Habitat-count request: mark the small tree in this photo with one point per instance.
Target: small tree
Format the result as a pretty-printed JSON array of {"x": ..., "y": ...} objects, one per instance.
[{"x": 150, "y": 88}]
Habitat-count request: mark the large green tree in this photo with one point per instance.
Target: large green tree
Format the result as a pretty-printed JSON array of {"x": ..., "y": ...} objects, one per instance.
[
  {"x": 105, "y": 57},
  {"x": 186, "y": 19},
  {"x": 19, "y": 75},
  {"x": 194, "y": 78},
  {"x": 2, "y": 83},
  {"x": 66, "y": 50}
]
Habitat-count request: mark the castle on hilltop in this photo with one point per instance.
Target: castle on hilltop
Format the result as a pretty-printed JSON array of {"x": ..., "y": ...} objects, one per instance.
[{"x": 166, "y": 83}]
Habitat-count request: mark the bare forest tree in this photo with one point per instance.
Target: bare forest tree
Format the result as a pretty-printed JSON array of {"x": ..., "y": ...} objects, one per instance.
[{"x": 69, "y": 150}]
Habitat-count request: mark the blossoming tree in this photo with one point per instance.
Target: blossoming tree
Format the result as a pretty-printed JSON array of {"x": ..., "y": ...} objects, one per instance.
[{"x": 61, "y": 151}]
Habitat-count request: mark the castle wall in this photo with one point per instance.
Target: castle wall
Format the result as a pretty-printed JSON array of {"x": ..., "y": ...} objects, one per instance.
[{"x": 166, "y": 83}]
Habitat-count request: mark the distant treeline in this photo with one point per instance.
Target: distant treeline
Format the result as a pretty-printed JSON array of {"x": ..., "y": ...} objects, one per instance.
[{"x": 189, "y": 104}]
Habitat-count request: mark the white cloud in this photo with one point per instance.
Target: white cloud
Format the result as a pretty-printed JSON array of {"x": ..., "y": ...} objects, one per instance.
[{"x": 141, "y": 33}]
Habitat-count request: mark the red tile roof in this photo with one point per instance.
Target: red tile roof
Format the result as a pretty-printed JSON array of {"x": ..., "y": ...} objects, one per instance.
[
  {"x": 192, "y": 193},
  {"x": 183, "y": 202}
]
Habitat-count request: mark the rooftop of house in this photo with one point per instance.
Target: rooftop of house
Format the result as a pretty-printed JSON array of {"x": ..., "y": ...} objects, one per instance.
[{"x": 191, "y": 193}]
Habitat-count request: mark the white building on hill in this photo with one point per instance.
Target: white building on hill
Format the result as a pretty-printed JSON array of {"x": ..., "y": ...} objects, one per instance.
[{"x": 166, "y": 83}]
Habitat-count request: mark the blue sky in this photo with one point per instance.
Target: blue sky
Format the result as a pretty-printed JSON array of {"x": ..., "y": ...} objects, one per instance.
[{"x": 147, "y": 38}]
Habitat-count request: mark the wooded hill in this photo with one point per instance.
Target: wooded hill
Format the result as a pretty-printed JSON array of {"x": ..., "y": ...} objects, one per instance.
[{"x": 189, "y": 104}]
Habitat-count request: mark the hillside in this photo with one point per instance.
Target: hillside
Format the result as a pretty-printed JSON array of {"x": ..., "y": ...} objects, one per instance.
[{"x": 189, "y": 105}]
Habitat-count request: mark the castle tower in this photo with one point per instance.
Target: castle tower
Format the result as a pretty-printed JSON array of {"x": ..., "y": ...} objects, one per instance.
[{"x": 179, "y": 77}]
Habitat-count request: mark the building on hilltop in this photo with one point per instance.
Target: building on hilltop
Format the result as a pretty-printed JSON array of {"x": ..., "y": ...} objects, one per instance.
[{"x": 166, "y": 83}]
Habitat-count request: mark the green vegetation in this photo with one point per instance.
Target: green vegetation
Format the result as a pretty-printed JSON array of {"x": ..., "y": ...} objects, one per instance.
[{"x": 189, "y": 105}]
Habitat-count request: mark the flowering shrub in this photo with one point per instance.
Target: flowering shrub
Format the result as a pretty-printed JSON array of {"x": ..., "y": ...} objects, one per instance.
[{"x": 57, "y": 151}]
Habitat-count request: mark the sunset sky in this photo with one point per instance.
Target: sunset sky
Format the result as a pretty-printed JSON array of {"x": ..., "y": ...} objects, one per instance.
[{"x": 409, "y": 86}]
^^^^^^^^
PROBLEM STATEMENT: Return all of the records above unchanged, reproducing every line in its original order and form.

COMPLETED TASK:
Habitat-count request: mark the small tree in this photo with one point per instance.
Target: small tree
Format the result as a pretty-printed JSON array of {"x": ..., "y": ...} objects, one per instance.
[{"x": 150, "y": 88}]
Habitat-count request: mark the large green tree in this photo with one point per instance.
Target: large green tree
Format the result as a pretty-printed JSON array of {"x": ..., "y": ...} objects, one per instance.
[
  {"x": 105, "y": 57},
  {"x": 186, "y": 19},
  {"x": 19, "y": 75},
  {"x": 194, "y": 78},
  {"x": 2, "y": 83},
  {"x": 66, "y": 50}
]
Habitat-count request: mark the castle on hilltop in this photo with one point per instance.
Target: castle on hilltop
Format the result as a pretty-printed JSON array of {"x": ..., "y": ...} objects, one per instance.
[{"x": 166, "y": 83}]
Habitat-count request: mark the bare forest tree in this photo with one point per instance.
Target: bare forest tree
Format the result as a pretty-printed JSON array of {"x": ..., "y": ...} objects, one per instance.
[{"x": 69, "y": 150}]
Habitat-count request: mark the blossoming tree in this photo with one point per instance.
Target: blossoming tree
Format the result as a pretty-printed JSON array of {"x": ..., "y": ...} objects, one per instance.
[{"x": 61, "y": 151}]
Habitat-count request: mark the castle wall in this photo with one point per instance.
Target: castle wall
Format the result as a pretty-printed JSON array of {"x": ..., "y": ...} objects, one per instance.
[{"x": 166, "y": 83}]
Habitat-count request: mark the distant treeline in this photo with one point per instance.
Target: distant treeline
Format the result as a pretty-printed JSON array of {"x": ..., "y": ...} objects, one per instance.
[{"x": 189, "y": 104}]
Habitat-count request: mark the white cloud in this photo with one point per instance.
Target: white cloud
Format the result as a pretty-printed JSON array of {"x": ..., "y": ...} objects, one per instance.
[{"x": 141, "y": 33}]
Habitat-count request: mark the red tile roof in this photo with one point per instance.
Target: red tile roof
Format the result as a pretty-printed JSON array of {"x": ..., "y": ...} objects, one per instance.
[
  {"x": 192, "y": 193},
  {"x": 183, "y": 202}
]
Habitat-count request: mark the rooftop of house in this photo with one point per instance.
Target: rooftop of house
Format the result as a pretty-printed JSON array of {"x": ..., "y": ...} objects, one per instance.
[{"x": 191, "y": 193}]
Habitat-count request: mark the white building on hill in this photo with one point per instance.
Target: white building on hill
Format the result as a pretty-printed JSON array of {"x": ..., "y": ...} objects, one per instance.
[{"x": 166, "y": 83}]
Habitat-count request: mark the blue sky in this photo with one point per instance.
Target: blue sky
Format the result as a pretty-printed JSON array of {"x": ..., "y": ...} objects, one per instance.
[{"x": 147, "y": 38}]
Habitat-count request: mark the wooded hill in this photo with one point per instance.
Target: wooded hill
Format the result as a pretty-printed JSON array of {"x": ..., "y": ...} objects, one per instance.
[{"x": 189, "y": 104}]
Habitat-count request: mark the hillside in this photo with one point per instance.
Target: hillside
Format the result as a pretty-printed JSON array of {"x": ..., "y": ...} objects, one per instance.
[{"x": 189, "y": 105}]
Habitat-count request: mark the castle tower in this photo with one point per instance.
Target: castle tower
Format the result as a pretty-printed JSON array of {"x": ..., "y": ...} objects, one per instance.
[{"x": 179, "y": 77}]
Habitat-count request: mark the building on hilltop in this photo with one point per instance.
Target: building on hilltop
Format the result as a pretty-printed JSON array of {"x": ..., "y": ...} objects, one per instance.
[{"x": 166, "y": 83}]
Habitat-count request: mark the green vegetation in this photo with one point per instance.
Target: green vegetation
Format the result as a pretty-printed JSON array of {"x": ..., "y": ...} objects, one per instance.
[{"x": 189, "y": 105}]
Habitat-count request: mark the flowering shrub in this photo with one point per instance.
Target: flowering shrub
Format the result as a pretty-printed JSON array of {"x": ..., "y": ...} objects, one per instance.
[{"x": 57, "y": 151}]
Habitat-count request: mark the sunset sky in this photo with one point per instance.
Target: sunset sky
Format the result as a pretty-printed JSON array of {"x": ..., "y": ...} objects, one per instance.
[{"x": 409, "y": 86}]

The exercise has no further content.